[PROBLEM DETAILS]: Exactly the lines from the one containing "Signal-phase audit: put a marker on every instance of the blue" through the end of the data below are to be reproduced, and nothing besides them.

□ □ □ □ □ □ □

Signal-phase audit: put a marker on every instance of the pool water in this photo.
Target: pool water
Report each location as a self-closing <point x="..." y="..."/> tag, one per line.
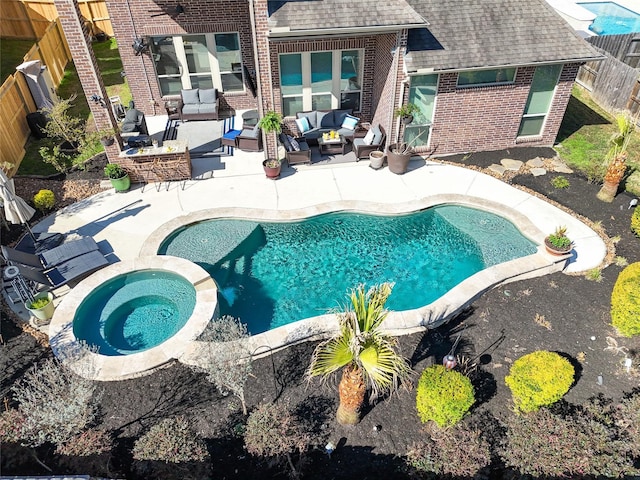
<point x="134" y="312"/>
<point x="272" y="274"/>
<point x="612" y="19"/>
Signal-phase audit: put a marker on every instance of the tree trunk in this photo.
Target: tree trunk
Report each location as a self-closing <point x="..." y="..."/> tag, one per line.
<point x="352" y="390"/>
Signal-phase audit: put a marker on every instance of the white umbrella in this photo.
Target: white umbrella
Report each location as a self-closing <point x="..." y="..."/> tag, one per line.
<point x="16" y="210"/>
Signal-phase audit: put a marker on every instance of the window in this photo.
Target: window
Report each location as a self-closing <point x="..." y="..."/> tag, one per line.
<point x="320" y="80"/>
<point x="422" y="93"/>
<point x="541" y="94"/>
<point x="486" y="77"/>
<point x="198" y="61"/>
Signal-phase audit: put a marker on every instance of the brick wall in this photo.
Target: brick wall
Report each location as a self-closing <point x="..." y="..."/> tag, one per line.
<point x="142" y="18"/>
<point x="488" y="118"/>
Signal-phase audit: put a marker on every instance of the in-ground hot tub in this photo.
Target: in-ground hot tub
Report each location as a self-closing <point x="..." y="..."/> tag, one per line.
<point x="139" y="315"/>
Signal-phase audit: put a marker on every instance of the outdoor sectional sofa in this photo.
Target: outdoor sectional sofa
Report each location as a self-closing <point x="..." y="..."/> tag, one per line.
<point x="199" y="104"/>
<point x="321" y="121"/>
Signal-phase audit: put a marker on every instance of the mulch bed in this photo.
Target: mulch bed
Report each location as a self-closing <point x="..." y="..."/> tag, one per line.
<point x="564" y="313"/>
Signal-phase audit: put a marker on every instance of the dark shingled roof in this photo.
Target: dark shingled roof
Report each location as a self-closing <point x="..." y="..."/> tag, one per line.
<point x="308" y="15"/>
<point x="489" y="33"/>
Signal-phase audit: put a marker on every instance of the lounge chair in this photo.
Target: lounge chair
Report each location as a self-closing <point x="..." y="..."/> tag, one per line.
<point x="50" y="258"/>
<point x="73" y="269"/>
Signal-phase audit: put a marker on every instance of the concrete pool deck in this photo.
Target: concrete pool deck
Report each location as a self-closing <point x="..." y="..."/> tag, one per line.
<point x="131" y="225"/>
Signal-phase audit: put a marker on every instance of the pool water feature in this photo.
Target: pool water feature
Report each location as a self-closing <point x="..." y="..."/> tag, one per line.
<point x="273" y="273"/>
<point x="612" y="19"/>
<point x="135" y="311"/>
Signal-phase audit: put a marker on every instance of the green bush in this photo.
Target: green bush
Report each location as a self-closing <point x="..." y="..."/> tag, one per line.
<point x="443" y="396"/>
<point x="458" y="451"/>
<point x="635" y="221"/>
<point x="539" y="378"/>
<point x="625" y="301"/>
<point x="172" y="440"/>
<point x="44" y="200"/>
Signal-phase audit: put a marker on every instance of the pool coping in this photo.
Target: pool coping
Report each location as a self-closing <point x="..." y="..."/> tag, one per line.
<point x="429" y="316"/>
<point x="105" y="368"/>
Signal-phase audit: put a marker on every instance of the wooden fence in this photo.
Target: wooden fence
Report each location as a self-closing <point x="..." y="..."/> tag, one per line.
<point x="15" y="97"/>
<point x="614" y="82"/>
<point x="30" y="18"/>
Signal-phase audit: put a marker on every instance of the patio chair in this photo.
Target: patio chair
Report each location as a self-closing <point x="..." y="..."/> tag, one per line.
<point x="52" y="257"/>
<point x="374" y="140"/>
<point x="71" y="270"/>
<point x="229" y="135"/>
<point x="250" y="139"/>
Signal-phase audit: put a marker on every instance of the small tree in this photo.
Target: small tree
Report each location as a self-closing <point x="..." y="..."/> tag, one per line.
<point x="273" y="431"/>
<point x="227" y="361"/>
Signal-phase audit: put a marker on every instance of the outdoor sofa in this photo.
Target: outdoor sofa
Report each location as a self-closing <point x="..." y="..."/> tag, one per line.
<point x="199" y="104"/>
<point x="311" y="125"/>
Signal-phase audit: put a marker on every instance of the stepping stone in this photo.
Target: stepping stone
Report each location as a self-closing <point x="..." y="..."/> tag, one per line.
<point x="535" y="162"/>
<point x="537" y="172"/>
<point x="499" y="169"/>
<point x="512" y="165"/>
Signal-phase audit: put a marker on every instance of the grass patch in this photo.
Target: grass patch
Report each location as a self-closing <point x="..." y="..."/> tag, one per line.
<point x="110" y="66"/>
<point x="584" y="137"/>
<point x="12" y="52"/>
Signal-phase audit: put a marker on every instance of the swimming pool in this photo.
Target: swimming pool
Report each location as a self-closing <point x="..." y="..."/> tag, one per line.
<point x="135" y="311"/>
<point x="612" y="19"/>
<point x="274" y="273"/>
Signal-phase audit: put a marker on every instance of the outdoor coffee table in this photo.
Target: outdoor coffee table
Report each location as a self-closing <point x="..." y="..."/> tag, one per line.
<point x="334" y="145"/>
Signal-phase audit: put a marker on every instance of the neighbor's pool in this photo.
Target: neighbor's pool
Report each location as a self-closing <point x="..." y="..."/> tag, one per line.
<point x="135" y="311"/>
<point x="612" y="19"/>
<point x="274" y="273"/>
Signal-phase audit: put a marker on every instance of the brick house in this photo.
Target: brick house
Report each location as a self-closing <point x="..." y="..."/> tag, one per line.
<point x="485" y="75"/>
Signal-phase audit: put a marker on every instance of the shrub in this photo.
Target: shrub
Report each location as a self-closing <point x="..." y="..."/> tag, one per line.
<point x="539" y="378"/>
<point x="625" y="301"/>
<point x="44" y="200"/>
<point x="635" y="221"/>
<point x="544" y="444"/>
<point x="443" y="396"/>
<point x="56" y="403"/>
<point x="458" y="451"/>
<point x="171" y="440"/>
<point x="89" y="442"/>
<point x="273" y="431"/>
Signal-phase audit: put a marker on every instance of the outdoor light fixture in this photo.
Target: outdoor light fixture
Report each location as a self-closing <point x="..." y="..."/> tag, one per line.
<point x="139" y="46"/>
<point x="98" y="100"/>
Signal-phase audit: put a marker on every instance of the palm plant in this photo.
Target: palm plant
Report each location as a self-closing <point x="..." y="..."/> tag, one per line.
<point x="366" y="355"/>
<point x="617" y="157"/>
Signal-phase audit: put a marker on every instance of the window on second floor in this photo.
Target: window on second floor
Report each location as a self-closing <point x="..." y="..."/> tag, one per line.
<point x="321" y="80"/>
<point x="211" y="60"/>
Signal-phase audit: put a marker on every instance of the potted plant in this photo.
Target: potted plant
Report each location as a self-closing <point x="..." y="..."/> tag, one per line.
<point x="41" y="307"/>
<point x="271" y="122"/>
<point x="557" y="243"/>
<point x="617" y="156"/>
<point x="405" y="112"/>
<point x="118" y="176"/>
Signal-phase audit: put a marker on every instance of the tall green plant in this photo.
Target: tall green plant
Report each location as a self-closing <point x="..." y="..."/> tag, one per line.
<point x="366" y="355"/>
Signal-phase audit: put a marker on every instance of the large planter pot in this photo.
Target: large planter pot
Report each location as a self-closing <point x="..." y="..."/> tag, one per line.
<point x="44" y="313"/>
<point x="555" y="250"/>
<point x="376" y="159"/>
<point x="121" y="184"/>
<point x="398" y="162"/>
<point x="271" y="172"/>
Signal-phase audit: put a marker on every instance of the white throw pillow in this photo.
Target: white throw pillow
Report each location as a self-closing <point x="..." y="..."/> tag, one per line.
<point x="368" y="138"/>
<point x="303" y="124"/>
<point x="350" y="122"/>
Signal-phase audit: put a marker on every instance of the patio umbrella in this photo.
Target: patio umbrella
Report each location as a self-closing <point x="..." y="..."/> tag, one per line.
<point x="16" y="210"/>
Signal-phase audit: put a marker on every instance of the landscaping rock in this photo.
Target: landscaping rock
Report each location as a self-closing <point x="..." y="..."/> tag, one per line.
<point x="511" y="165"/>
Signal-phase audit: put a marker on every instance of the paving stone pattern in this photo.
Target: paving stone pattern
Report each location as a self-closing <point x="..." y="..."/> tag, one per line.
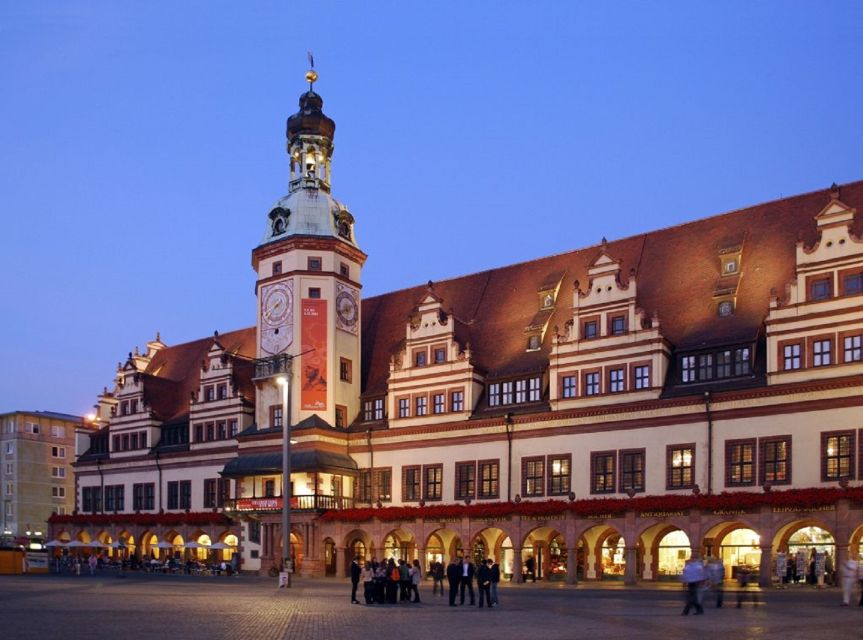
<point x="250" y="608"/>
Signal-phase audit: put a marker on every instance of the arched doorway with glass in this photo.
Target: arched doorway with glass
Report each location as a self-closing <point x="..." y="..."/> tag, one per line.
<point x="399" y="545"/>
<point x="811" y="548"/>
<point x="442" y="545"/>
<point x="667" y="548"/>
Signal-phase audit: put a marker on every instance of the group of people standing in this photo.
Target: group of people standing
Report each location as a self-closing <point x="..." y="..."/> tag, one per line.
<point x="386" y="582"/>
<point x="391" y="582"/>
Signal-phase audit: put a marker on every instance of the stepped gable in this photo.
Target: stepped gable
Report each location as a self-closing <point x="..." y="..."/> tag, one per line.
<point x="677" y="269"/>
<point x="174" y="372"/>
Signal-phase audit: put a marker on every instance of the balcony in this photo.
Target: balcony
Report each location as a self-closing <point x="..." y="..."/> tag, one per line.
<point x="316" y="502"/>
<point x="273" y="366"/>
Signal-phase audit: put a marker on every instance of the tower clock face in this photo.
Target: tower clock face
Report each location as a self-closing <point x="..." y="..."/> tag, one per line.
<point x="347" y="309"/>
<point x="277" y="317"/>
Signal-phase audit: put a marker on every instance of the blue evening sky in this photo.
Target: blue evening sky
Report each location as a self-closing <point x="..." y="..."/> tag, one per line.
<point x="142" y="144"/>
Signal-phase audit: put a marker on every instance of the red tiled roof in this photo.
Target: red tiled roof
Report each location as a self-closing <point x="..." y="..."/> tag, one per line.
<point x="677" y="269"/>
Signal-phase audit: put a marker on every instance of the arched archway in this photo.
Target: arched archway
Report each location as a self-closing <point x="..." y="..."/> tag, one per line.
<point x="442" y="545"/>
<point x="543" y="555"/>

□ □ □ □ □ □ □

[EXERCISE OUTPUT]:
Signal-phase audit: put a marker on every instance of the blue evening sky in this photo.
Target: blue evening sky
Report each location as a self-closing <point x="..." y="..."/> tag, one per line.
<point x="142" y="144"/>
Signal-phase audit: put a marker on every instance of the red tiled roof in this photo.
Target: red tiled roof
Report each location as a self-closing <point x="..." y="..."/> tag, one per line.
<point x="677" y="269"/>
Signal-phase audit: put a marker on every instance of the arched archway in this photo.
Target: arched archway
Report each location as a self-closing <point x="..." y="..."/> tag, one per line.
<point x="442" y="545"/>
<point x="543" y="555"/>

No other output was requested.